## Location identification items
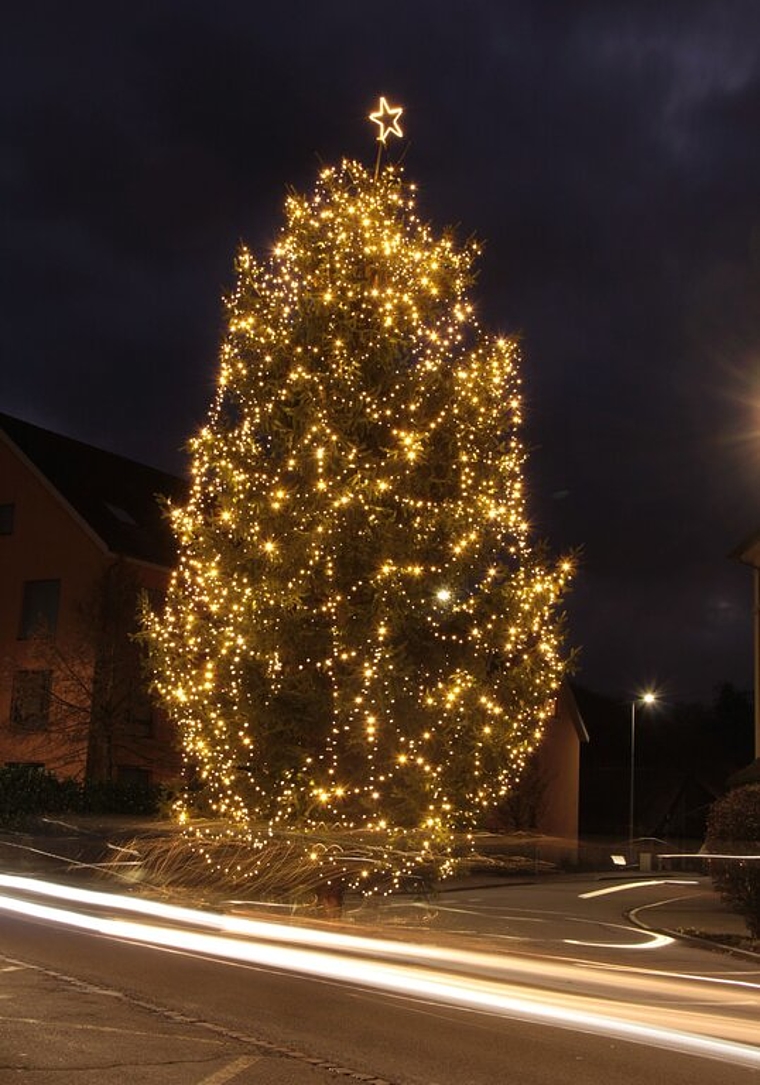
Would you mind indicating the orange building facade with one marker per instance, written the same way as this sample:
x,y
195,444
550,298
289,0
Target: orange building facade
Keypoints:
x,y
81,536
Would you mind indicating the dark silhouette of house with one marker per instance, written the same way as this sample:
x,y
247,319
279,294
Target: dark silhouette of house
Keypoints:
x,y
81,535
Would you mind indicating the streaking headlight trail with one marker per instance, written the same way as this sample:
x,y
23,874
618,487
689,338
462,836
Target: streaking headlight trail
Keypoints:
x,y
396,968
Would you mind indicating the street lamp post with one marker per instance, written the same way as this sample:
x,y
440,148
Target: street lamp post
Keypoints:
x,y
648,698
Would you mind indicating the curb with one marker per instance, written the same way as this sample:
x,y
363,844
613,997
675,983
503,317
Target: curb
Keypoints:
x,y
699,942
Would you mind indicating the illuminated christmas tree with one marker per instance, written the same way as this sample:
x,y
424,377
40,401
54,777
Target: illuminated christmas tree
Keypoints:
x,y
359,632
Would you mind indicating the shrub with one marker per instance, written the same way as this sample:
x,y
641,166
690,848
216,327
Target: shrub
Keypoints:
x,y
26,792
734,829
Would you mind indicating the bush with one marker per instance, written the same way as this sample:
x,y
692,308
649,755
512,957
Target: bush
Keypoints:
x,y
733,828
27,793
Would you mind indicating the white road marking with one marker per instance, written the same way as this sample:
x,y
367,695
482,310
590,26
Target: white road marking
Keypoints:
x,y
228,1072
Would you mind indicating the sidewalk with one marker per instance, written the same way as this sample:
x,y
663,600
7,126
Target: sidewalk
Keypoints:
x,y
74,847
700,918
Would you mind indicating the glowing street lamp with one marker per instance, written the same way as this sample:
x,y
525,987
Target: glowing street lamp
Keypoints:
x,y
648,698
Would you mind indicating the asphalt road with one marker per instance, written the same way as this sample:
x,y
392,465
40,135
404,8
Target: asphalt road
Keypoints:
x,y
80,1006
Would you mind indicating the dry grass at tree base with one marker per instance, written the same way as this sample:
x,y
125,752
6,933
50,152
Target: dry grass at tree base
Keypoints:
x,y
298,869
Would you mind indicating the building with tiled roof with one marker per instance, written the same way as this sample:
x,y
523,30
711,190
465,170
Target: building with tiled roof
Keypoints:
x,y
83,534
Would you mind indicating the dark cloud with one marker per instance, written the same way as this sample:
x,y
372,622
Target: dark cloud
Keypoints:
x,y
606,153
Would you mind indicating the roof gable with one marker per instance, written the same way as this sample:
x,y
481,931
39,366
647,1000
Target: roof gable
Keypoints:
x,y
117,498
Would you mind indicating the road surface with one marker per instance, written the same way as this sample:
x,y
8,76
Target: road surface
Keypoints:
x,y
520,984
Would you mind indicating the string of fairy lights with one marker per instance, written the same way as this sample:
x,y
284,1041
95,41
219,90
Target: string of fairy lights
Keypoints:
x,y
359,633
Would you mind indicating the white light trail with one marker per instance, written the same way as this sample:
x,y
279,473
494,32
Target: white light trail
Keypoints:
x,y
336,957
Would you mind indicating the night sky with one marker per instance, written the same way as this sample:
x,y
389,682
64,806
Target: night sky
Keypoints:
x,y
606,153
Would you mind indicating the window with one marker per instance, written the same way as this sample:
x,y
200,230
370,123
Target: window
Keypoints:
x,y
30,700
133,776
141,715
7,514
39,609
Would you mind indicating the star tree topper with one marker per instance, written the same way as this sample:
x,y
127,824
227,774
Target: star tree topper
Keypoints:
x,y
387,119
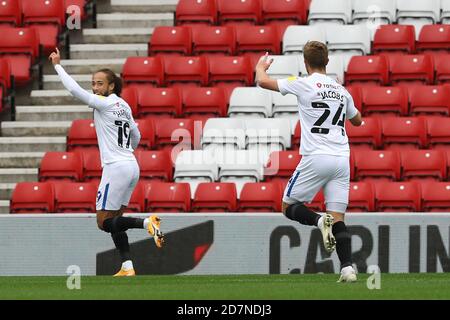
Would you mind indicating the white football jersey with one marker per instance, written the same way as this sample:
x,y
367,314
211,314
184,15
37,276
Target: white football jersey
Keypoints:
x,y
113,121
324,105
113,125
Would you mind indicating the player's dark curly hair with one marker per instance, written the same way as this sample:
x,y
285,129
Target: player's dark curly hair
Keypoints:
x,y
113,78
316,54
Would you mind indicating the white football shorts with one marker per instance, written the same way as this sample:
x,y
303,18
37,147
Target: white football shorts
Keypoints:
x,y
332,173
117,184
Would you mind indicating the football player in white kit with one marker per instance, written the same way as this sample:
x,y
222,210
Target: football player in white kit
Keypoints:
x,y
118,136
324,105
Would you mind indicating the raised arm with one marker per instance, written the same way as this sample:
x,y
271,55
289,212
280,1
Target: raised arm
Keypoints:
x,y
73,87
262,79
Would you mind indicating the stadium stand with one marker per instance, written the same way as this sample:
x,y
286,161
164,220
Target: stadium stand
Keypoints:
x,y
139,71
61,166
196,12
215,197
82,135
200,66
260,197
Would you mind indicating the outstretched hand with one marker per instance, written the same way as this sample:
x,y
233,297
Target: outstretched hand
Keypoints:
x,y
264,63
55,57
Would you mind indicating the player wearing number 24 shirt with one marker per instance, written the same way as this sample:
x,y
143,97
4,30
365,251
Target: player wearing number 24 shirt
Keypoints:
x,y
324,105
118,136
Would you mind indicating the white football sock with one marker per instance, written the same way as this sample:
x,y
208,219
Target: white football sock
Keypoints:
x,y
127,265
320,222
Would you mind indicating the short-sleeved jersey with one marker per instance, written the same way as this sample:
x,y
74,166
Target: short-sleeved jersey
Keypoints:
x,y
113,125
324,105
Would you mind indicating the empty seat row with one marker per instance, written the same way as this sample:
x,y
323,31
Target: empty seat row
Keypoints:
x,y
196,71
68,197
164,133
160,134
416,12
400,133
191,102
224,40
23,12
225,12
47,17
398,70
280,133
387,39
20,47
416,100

## Task statement
Write out the records above exactly as they stand, leaving out every picture.

## Final result
Would you mind indicating the orange building facade with one marker per instance, written the same way as this sample:
x,y
195,444
550,298
289,0
Target: orange building facade
Keypoints:
x,y
81,536
Would you mind indicating the dark silhouette of house with one marker per instance, written the same way as this sample:
x,y
247,319
279,294
Target: dark silhouette of house
Keypoints:
x,y
81,535
Would you mind indicating the streaking headlight trail with one marker per instance, written the same way as this sample:
x,y
23,874
618,487
689,338
462,836
Target: streaking headlight trail
Keypoints:
x,y
396,968
Would you mind indicating the street lamp post with one marker per instance, written the same way as this sample:
x,y
440,148
Target: street lamp post
Keypoints:
x,y
648,698
Would you mind indicating the curb with one marker per instance, written the same way as this sample:
x,y
363,844
613,997
675,983
503,317
Target: curb
Keypoints:
x,y
699,942
Would you mind indicating the illuminated christmas tree with one marker per instance, written the same way as this sample:
x,y
424,377
40,401
54,777
Target: illuminated christmas tree
Keypoints:
x,y
359,632
Would you mind indicating the shrub with one marker per instance, written the same way as this sample:
x,y
641,166
690,848
216,327
Target: shrub
Keypoints:
x,y
26,792
734,829
Would you mind indicating the bush with one marker per instance, written the same way as this sample:
x,y
692,308
649,755
512,957
Target: bush
Keypoints:
x,y
733,828
27,793
Would you mind indicating the white road marking with one marker per instance, written the same way as this sample:
x,y
367,695
482,310
590,26
Target: white road marking
Keypoints:
x,y
228,1072
Would you mind indicating the sidewalk with one marker per instance, written the same way as this sample:
x,y
663,600
7,126
Target: sidewalk
Keypoints:
x,y
74,847
700,918
Would you mind indicating the glowing street lamp with one marker per instance, written the same way as this sample:
x,y
525,987
Target: glowing street lamp
Keypoints:
x,y
648,698
Would you mind indicating the asphalt road with one marker per instance, written the same way as this sample:
x,y
392,465
40,135
404,8
Target: asphalt road
Keypoints:
x,y
80,1006
Would you mind indicating the dry grass at tree base with one marker per instance, written the same way as this sample:
x,y
125,752
6,933
50,152
Target: dry grass at tree base
Keypoints:
x,y
298,869
Would you mind indicating the building with tiled roof with one marker per instance, written the same way as this sample:
x,y
523,30
711,190
465,170
Target: building with tiled roof
Keypoints:
x,y
83,534
Would you mind indicating the dark cloud with one marker per instance, written the same way as this sample:
x,y
372,622
Target: dark cloud
Keypoints:
x,y
606,153
Would you mind indicating the roof gable with one marker per instance, written the same way as this sample:
x,y
481,931
39,366
647,1000
Target: roof gable
Keypoints:
x,y
117,498
Would you mind indicating the road surface with one marker per instance, written the same way as this sample:
x,y
8,76
Target: road surface
Keypoints:
x,y
520,984
Would you mind indicating the string of fairy lights with one marker per instance, written the same way as this sample:
x,y
284,1041
95,41
219,90
Target: string of fairy lights
Keypoints:
x,y
359,633
Would you mind indicating the white light trail with one marker per instance, written the same way as this sample:
x,y
279,473
494,32
Target: white light trail
Keypoints:
x,y
336,957
Would you mind indicating the night sky with one marker per instance, written the same way as this sample:
x,y
389,682
64,806
Target: night sky
Keypoints:
x,y
606,153
Would you mind indicating the window with one marker per instance, written the same way as this sample:
x,y
200,230
370,123
Target: window
Keypoints:
x,y
30,700
133,776
141,715
7,514
39,609
Would you mind indicating the star tree topper with one marker per instance, written the same way as this sample:
x,y
127,824
227,774
Target: star tree topper
Keypoints:
x,y
387,119
Would you mind indicating the white football jersey with one marker per instance, written the same way as this sample:
x,y
367,314
211,314
184,15
37,276
Target: white football jersey
Keypoints:
x,y
113,121
324,105
113,125
Would you mind indicating the player's dark curly hair with one marker per instance, written the same way as this sample:
x,y
285,129
Target: player's dark curly hair
Keypoints:
x,y
113,78
316,54
Would you mind indicating the white football shorts with one marker per instance, written the same way as this sample:
x,y
303,18
37,147
Target: white football shorts
Keypoints:
x,y
332,173
117,184
Would you mind indicating the football player in white kit with one marker per instance, written the same way as this sample:
x,y
222,210
Target: football player in white kit
Keypoints:
x,y
118,136
324,105
Would you mind indicating the raised arm with one marker per instance, written the same way as this sample:
x,y
271,55
289,212
280,1
Target: raised arm
Keypoints:
x,y
73,87
262,79
Would you mind indicating the stadium stand with one marker per instance, written the same way as this sample:
x,y
286,161
164,220
Target: stadium stand
Keypoints:
x,y
139,71
61,166
196,12
215,197
82,135
200,66
260,197
Would you mind indicating the outstretched hand with one marker per instance, written the same way as this sample:
x,y
233,297
Target: outstretched hand
Keypoints:
x,y
264,63
55,57
Would you mind indicating the player wearing number 24 shirt with one marker per instance, written the same way as this sample:
x,y
143,97
4,30
365,251
Target: player wearing number 24 shirt
Keypoints:
x,y
324,105
118,136
Would you mind indicating the white football sock with one marker per instance, written the same way as this sample:
x,y
208,219
Target: white football sock
Keypoints:
x,y
127,265
320,222
Would you mind indicating the short-sleeved jersey with one marker per instance, written the same way as this sample:
x,y
74,166
Target: short-sleeved jersey
Keypoints:
x,y
113,125
324,105
Would you mind indicating the empty seat row with one marker per instance, written the same way as this sample:
x,y
323,31
Target: empty seat row
Keypoints:
x,y
196,71
68,197
164,133
160,134
416,12
400,133
191,102
224,40
23,12
225,12
47,17
398,70
280,133
387,39
20,47
416,100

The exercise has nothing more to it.